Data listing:
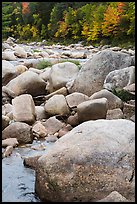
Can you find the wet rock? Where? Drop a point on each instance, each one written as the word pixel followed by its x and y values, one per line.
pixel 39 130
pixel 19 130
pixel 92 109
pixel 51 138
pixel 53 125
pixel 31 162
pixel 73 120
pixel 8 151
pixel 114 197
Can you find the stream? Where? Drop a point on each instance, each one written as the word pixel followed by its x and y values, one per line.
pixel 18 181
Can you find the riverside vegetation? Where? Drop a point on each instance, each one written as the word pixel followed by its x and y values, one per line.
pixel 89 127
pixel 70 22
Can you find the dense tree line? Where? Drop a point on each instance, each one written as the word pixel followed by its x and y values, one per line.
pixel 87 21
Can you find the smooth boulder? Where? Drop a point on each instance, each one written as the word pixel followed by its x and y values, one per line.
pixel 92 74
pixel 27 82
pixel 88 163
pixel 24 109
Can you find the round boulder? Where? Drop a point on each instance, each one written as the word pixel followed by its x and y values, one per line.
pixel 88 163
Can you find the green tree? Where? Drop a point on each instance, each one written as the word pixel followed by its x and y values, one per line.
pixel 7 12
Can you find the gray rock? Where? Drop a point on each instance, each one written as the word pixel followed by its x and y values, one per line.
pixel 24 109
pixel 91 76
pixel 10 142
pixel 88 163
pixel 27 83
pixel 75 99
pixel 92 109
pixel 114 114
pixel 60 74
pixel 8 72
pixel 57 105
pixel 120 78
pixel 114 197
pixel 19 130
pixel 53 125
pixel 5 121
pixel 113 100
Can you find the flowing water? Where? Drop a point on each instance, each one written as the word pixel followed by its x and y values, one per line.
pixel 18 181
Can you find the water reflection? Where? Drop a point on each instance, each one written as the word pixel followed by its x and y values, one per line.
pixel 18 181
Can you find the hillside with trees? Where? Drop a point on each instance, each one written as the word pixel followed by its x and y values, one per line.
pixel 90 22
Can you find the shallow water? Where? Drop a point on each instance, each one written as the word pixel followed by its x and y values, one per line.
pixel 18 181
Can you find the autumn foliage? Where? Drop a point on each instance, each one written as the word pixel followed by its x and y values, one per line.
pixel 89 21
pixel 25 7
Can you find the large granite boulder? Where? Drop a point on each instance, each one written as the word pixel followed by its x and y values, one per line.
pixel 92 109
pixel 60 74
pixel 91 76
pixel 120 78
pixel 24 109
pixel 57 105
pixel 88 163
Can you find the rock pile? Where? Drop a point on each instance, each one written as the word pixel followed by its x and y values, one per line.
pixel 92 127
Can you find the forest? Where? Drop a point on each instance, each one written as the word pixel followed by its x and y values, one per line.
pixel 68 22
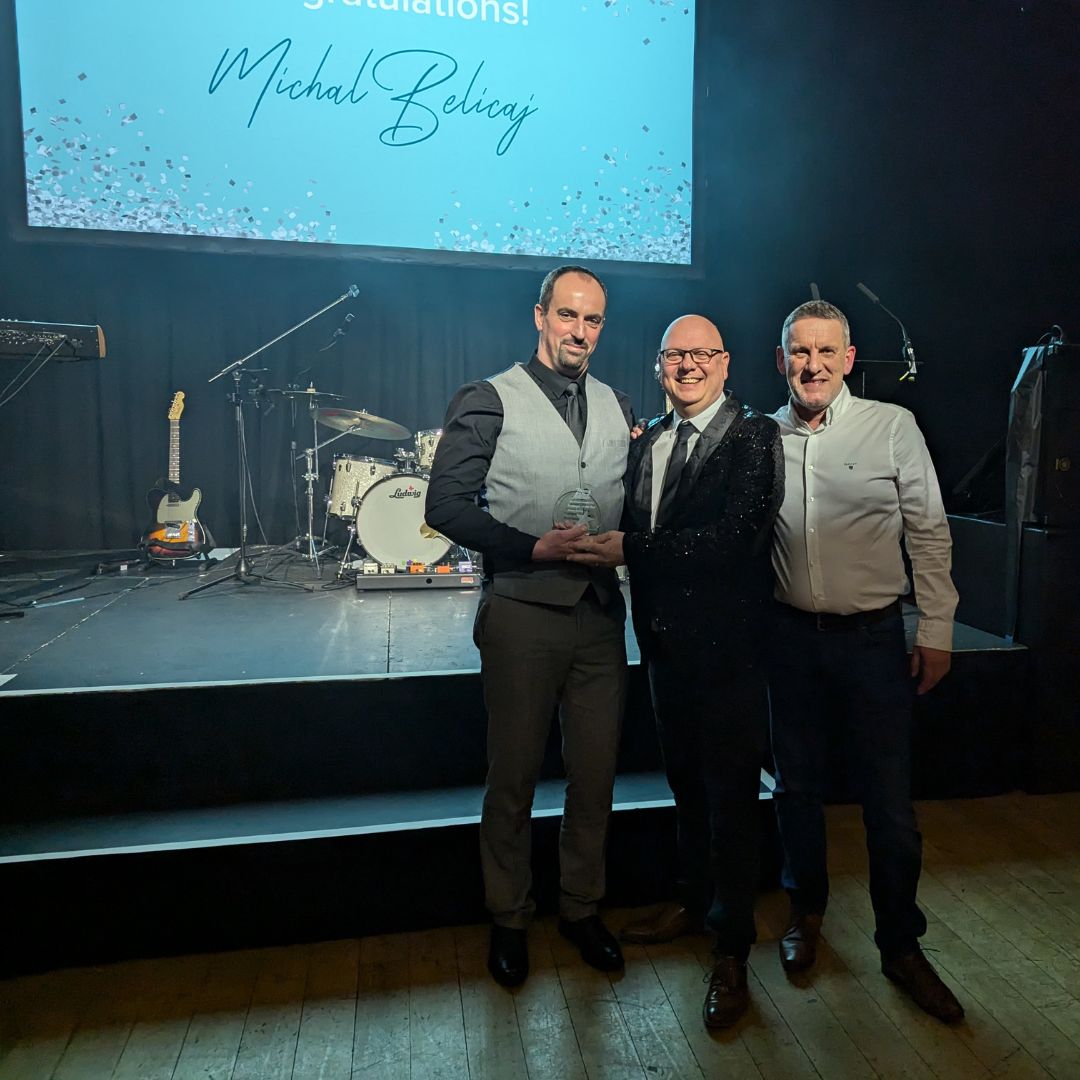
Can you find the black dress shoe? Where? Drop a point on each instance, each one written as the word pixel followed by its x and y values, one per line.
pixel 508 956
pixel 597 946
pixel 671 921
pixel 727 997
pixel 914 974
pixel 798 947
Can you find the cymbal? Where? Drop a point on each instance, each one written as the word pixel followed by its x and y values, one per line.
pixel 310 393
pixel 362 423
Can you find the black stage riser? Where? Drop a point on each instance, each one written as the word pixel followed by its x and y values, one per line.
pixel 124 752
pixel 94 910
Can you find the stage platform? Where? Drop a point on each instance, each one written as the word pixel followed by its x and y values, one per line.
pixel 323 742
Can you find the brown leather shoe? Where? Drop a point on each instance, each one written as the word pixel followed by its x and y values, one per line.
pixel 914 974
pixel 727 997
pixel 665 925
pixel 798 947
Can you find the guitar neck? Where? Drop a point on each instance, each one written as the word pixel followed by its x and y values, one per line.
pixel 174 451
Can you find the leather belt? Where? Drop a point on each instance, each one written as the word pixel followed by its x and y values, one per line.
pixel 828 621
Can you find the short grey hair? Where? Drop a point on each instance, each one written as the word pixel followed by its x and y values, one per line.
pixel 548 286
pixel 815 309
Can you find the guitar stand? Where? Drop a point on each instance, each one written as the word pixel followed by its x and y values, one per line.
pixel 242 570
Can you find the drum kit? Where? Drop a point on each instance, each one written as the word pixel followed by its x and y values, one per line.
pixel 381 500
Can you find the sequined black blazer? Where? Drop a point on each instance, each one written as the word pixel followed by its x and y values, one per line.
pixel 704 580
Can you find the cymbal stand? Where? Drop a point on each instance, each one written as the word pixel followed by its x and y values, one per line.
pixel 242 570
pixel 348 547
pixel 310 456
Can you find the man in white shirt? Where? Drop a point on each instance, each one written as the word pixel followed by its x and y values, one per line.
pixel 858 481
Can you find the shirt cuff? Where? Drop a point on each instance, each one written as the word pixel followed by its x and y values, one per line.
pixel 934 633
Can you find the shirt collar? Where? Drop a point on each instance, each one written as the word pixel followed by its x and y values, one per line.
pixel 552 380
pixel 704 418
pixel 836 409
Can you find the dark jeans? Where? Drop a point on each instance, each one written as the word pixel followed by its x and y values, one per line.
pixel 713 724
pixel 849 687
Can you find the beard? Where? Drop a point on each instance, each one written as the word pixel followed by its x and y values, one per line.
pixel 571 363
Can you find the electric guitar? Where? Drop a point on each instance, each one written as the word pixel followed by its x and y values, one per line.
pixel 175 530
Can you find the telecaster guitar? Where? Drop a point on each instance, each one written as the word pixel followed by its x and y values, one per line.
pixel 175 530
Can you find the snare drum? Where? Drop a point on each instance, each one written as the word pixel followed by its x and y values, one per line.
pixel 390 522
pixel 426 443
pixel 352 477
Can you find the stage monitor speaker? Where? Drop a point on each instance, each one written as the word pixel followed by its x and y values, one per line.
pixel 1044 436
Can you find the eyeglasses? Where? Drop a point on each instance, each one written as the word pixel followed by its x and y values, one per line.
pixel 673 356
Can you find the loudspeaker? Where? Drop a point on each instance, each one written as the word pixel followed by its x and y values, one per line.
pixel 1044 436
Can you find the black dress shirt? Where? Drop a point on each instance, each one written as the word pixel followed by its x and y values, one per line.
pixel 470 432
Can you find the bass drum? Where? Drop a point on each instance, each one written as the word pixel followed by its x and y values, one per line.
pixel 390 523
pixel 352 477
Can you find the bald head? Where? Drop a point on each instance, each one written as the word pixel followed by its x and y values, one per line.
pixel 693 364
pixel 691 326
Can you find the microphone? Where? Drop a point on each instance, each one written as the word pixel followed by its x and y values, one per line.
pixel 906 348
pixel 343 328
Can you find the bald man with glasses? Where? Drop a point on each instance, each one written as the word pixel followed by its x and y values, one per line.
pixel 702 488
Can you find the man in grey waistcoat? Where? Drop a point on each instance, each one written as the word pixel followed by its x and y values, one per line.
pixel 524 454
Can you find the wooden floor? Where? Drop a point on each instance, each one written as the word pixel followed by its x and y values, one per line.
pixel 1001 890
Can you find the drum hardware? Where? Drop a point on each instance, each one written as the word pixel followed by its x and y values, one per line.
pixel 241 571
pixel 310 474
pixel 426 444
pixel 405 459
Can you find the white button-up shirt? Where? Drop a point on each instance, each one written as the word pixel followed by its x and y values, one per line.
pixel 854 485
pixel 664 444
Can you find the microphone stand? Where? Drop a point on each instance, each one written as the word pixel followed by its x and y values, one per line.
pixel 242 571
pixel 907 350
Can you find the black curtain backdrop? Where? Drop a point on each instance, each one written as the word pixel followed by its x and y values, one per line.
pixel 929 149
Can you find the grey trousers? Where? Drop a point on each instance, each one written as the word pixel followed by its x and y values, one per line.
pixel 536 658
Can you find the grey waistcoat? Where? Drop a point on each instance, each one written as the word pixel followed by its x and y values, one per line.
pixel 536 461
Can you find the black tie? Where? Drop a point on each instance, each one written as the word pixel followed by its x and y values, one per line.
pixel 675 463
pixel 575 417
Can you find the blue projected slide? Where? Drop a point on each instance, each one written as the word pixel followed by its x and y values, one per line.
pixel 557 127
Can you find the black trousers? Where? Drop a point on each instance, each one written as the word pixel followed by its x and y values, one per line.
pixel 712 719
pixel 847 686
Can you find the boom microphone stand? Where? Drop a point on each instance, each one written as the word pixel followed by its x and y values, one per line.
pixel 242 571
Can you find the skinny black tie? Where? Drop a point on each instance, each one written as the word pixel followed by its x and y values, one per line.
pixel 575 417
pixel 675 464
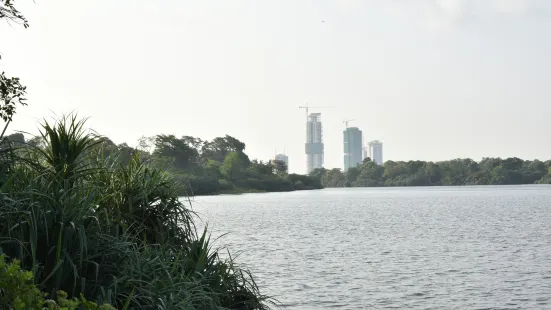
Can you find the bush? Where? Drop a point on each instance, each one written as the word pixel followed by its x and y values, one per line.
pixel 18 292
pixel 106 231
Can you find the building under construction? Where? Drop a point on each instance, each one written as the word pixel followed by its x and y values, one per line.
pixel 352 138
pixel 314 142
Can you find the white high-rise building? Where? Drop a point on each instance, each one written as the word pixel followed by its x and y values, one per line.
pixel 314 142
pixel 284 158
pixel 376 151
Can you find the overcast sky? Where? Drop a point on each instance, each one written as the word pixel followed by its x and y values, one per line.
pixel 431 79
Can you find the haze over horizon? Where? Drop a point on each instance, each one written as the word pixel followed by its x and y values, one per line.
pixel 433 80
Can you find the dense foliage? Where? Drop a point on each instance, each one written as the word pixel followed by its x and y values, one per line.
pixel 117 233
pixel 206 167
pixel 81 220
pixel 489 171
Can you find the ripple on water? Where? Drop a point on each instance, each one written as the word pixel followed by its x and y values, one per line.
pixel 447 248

• What to work on
Copy out the lines from the entries above word for word, starting with the line that contains "Can you find the white button-up" and ending with the line that contains "pixel 664 444", both included.

• Exercise solution
Can you find the white button-up shirt? Where? Drop a point on each instance, each one written as the word pixel followed by its x and y values, one per line.
pixel 854 485
pixel 664 444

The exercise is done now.